# [Instructions for the task]
Switch "side mirror" to "wing mirror" in the records, beginning at the line that contains "Target class: blue sky" and stopping after the line that contains "[595,294,615,358]". Reproduce only those lines, with nothing else altered.

# [The input]
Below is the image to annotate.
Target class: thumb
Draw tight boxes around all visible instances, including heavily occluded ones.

--

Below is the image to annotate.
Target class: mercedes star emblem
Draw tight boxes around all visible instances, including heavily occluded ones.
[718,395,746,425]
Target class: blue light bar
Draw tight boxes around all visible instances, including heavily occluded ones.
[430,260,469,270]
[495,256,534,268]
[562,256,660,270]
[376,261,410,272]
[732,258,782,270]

...

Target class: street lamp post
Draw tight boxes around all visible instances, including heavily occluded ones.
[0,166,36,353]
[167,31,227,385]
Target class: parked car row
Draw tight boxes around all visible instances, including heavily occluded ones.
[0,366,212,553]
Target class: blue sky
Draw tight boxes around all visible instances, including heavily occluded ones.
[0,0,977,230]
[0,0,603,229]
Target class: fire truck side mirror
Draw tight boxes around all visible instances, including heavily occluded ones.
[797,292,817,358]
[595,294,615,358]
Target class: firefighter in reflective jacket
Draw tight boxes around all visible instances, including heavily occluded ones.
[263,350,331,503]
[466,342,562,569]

# [Full solution]
Target class: blue sky
Draw tight boxes around all visible instances, including heavily occluded ones.
[0,0,977,230]
[0,0,603,229]
Target class: fire truck wing mirror
Draw tight boxes around all visible instances, including heavily occluded ones.
[797,292,817,358]
[595,294,615,358]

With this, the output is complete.